* _Brief 1_: In the commentary on Buddhacarita verse 13.43, what form of the final word of the 2nd pāda do the Nepalese manuscripts have?

* _Selected passage_:
-------------------------
Thursday, January 15, 2015

BUDDHACARITA 13.43: Bhavanā and Sitting-Dhyāna – One Non-Doing Act?



¦−⏑⏑¦−⏑−−¦¦−−⏑−¦−⏑⏑¦−⏑−−   Upajāti (Kīrti)
śarīra-citta-vyasanātapais tair evaṁ-vidhais taiś ca nipātyamānaḥ |
¦−⏑⏑¦−⏑−−¦¦−−⏑−¦−⏑⏑¦−⏑−−
naivāsanāc chākya-muniś cacāla sva-niścayaṁ bandhum ivopaguhya || 13.43


13.43
And yet, while being assailed by these various causes

Of trouble and pain for body and mind,

The Śākya sage never budged from sitting –

For he had embraced his own resolve like a comrade.


COMMENT:
Today's verse makes sense more easily to me if the final word in the 2nd pāda is the nom. sg. nipātyamānaḥ, describing the bodhisattva as being assailed. The Nepalese manuscripts have the inst. pl. nipātyamānaiḥ, leading EHJ to translate “in spite of these various afflictions and distresses of body and mind, which were cast at him.”
-------------------------
* _Brief 2_: Please report every line of the records that contains the word "water", matching case exactly.

* _Entries drawn from a collection_:
-------------------------
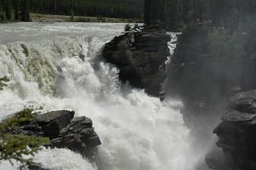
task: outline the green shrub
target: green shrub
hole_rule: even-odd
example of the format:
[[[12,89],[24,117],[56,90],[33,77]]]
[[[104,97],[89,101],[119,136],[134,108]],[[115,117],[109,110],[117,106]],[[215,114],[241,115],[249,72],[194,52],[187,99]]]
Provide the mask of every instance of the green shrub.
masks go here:
[[[37,115],[32,109],[24,109],[0,123],[0,160],[13,160],[25,165],[33,165],[33,156],[41,150],[43,144],[49,143],[47,137],[12,134],[8,129],[32,121]],[[29,158],[24,158],[28,156]],[[27,156],[26,156],[27,157]]]

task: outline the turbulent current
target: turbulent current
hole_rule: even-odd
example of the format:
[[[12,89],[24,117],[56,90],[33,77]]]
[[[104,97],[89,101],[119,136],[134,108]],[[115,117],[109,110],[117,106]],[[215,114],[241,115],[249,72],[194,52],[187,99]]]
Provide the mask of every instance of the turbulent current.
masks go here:
[[[118,69],[101,56],[123,24],[0,25],[0,119],[24,106],[74,110],[92,119],[102,145],[95,165],[64,149],[34,158],[56,170],[190,170],[191,137],[174,99],[161,102],[121,84]],[[0,169],[18,169],[2,162]]]

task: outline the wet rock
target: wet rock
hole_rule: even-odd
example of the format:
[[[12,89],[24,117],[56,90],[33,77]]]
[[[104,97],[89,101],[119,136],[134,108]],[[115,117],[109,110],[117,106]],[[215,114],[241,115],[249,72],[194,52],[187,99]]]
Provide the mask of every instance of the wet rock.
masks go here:
[[[165,62],[170,56],[167,42],[170,40],[164,30],[151,27],[115,37],[105,45],[103,56],[120,69],[123,82],[129,80],[149,95],[162,97],[162,83],[166,78]]]
[[[42,128],[44,134],[50,138],[58,136],[60,131],[68,125],[74,118],[75,112],[60,110],[37,116],[36,122]]]
[[[74,118],[74,112],[66,110],[39,115],[32,122],[10,129],[10,132],[48,137],[50,143],[46,146],[66,148],[92,161],[98,153],[97,146],[101,144],[101,140],[90,118]]]
[[[222,151],[216,146],[206,154],[205,160],[209,168],[213,170],[232,170],[226,161]]]
[[[217,146],[235,169],[256,169],[256,90],[239,93],[230,99],[228,112],[214,130]]]
[[[51,141],[52,147],[65,146],[86,155],[87,149],[101,145],[99,137],[92,128],[92,121],[85,117],[74,118],[57,138]]]

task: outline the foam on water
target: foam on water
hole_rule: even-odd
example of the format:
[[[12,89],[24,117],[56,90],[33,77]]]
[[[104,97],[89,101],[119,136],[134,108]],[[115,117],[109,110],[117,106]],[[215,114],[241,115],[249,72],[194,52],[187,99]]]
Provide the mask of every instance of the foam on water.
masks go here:
[[[143,90],[120,85],[118,69],[99,54],[104,43],[120,33],[123,25],[117,29],[107,26],[104,31],[102,26],[69,26],[76,33],[80,29],[81,35],[74,37],[66,27],[66,36],[59,36],[58,32],[56,37],[37,42],[1,45],[0,77],[7,75],[10,82],[0,91],[0,118],[24,105],[74,110],[77,116],[92,119],[102,140],[97,158],[99,170],[193,169],[191,138],[179,111],[182,103],[161,102]],[[61,30],[59,25],[47,27],[38,27],[37,33],[48,29],[54,35]],[[34,25],[30,28],[37,30]],[[43,149],[35,161],[53,169],[94,168],[66,150]],[[11,165],[2,162],[0,169],[3,167]]]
-------------------------
* _Written reply 1_: The instrumental plural, nipātyamānaiḥ.

* _Written reply 2_:
task: outline the foam on water
target: foam on water
Provide the mask of every instance of the foam on water.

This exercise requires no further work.